Directive: Please retype the data in full and exactly; the pictures are not part of the copy.

>> BEGIN The input

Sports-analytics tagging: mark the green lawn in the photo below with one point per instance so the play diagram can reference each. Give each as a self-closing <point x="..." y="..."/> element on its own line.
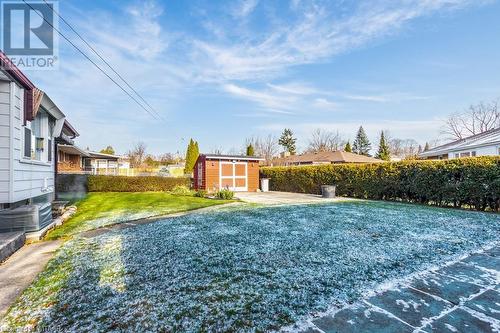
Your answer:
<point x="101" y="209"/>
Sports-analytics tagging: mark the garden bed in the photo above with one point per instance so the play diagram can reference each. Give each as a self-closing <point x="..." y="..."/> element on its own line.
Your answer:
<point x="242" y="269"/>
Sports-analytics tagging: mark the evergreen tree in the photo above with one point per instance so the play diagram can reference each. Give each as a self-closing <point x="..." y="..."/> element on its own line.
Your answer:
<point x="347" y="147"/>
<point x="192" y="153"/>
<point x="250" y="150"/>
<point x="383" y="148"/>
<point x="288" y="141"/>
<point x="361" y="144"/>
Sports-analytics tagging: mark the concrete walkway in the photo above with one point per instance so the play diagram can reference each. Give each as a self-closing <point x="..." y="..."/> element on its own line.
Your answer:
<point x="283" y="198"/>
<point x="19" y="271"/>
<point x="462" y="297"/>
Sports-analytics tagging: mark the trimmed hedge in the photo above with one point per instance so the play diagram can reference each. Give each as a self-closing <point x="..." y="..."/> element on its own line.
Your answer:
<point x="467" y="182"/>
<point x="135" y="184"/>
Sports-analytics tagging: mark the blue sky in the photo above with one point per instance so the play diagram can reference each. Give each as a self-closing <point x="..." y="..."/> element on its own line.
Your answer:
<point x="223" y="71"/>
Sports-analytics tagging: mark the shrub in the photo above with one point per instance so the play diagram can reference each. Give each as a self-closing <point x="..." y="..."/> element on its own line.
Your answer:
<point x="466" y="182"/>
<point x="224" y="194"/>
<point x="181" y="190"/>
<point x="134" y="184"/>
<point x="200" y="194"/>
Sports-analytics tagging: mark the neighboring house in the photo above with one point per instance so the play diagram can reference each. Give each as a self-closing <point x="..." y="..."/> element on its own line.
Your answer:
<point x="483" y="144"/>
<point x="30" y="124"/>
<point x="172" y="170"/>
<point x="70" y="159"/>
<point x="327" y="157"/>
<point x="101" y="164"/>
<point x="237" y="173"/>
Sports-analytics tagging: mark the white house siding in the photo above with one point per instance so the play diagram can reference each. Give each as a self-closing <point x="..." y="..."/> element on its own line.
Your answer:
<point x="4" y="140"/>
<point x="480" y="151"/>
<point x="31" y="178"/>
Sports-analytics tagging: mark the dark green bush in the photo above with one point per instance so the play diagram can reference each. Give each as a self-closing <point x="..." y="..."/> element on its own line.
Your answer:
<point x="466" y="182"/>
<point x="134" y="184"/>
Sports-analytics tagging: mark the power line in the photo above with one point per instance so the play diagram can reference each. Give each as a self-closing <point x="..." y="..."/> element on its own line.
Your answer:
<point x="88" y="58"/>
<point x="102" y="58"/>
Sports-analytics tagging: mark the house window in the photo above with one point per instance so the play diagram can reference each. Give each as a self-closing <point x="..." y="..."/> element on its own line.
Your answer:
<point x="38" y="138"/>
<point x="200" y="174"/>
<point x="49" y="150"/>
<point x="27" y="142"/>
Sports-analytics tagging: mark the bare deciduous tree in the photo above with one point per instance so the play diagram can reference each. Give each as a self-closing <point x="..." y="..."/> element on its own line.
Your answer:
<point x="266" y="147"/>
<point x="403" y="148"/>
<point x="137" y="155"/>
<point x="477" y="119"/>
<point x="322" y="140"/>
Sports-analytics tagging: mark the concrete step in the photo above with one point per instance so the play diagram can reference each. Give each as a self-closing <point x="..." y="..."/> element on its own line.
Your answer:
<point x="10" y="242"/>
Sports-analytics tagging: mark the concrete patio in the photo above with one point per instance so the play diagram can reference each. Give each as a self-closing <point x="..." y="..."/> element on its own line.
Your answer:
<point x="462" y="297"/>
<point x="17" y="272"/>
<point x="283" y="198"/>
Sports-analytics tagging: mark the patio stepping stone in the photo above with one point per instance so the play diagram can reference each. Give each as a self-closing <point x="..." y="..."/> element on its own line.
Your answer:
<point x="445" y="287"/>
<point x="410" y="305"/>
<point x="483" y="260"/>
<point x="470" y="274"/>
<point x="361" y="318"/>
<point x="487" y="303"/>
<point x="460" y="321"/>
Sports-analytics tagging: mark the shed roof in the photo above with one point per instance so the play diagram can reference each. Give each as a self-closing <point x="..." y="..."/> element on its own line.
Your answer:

>> END The input

Task response:
Sports-analytics tagging: mark the green lawn in the photo below with one point per instance so the play diagram can reference each. Give each as a self-closing <point x="..." y="..."/> element on its own line.
Your answer:
<point x="101" y="209"/>
Sports-analytics tagging: mark the garden bed in the photo above with one point per instance so the play diagram can reference each. Give each as a self-closing <point x="..." y="..."/> element on its own line.
Your answer:
<point x="242" y="269"/>
Sports-analytics tagging: mark the evergreen tree in the photo above with one point per instance so the play diagram can reference each. Give each as a self-closing <point x="..." y="..."/> element on its own line.
Your answer:
<point x="347" y="147"/>
<point x="192" y="153"/>
<point x="250" y="150"/>
<point x="383" y="148"/>
<point x="288" y="141"/>
<point x="361" y="144"/>
Sports-analytics tagging: mark the concrete walkway in the photo above with one point per instance so the play diagram can reference each. Give each as a self-closing <point x="..." y="..."/> element on its own line.
Your answer:
<point x="283" y="198"/>
<point x="19" y="271"/>
<point x="462" y="297"/>
Sports-analytics tagging: mark the trimmed hedge in the photo above with one point per instance so the play diagram can reference each. Give each as a self-closing <point x="..." y="..."/> element on its own line.
Your answer:
<point x="467" y="182"/>
<point x="135" y="184"/>
Sports-analytics tagging: mark the blue sky in the photo above with one point per instance so the play diagram can reference each. Give each as a self-closing <point x="..." y="..."/> element on its own line.
Your answer:
<point x="223" y="71"/>
Sports-analytics tagging: mark the shrub in the photo above with one point per instance so the play diagram can reference each. Give each as a self-closing <point x="..." y="..."/> element on its own line.
Your answer:
<point x="466" y="182"/>
<point x="224" y="194"/>
<point x="181" y="190"/>
<point x="134" y="184"/>
<point x="200" y="194"/>
Sports-analytics tagging: mark the neighboring house in the photo above with one point per instance so the play diagram can reference each. Give each as a self-closing <point x="..." y="..."/> element on its own line.
Your answer:
<point x="483" y="144"/>
<point x="30" y="124"/>
<point x="172" y="170"/>
<point x="70" y="159"/>
<point x="327" y="157"/>
<point x="101" y="164"/>
<point x="237" y="173"/>
Sports-analytics tagging: mark the white house siding in the photo above with one point per instance so the play diagram can reference each. Give each as a self-closing <point x="..." y="..."/> element on its own line.
Your answer:
<point x="4" y="140"/>
<point x="480" y="151"/>
<point x="31" y="178"/>
Sports-analytics tagging: mark the dark green bush in the photo above with one point per instance so the play diagram can reference each. Give each as a self-closing <point x="..." y="..."/> element on its own line.
Your answer:
<point x="466" y="182"/>
<point x="134" y="184"/>
Sports-analytics tagging: mark the power line in the photo above with one point per instance so the play diagram can reference each. Give each as a self-closing <point x="..." y="..."/> element on its own line.
Your answer:
<point x="88" y="58"/>
<point x="102" y="58"/>
Sports-analytics tagging: mark the house window in the photo above with one point per instance so the play diagram can reference each. Give each as a self-closing <point x="..." y="..."/> element on its own line.
Your answer:
<point x="38" y="138"/>
<point x="200" y="174"/>
<point x="49" y="150"/>
<point x="27" y="142"/>
Sports-analytics tagging: mark the bare deciduous tree in the photo above with one point per instance so the play diagram can reference each. Give each as a self-closing <point x="..." y="..."/> element on its own line.
Your answer:
<point x="266" y="147"/>
<point x="403" y="148"/>
<point x="137" y="155"/>
<point x="477" y="119"/>
<point x="322" y="140"/>
Sports-analytics tagging: mark the concrete step in the photo above with one point per instance so the play diagram can reference each. Give each as a self-closing <point x="..." y="..."/> element on its own line.
Your answer:
<point x="10" y="242"/>
Sports-analytics tagging: mark the concrete patio in the photo above with one point per instance so the play diagram can reference each. Give each as a self-closing <point x="..." y="..."/> element on its own line.
Your answer:
<point x="462" y="297"/>
<point x="17" y="272"/>
<point x="283" y="198"/>
Sports-analytics tagging: mark the patio stepping stone in the photo above with one point per instance so the play diagram can reference each. Give each as a self-closing <point x="..." y="..."/> element on its own line.
Your answer:
<point x="445" y="287"/>
<point x="410" y="305"/>
<point x="483" y="260"/>
<point x="470" y="274"/>
<point x="361" y="318"/>
<point x="487" y="303"/>
<point x="460" y="321"/>
Sports-analytics tagging: mark the shed roof in the photo above with one point per instance so the play diagram can reference each. Give each as a self-closing <point x="..." y="..."/> element on its own line.
Your answer:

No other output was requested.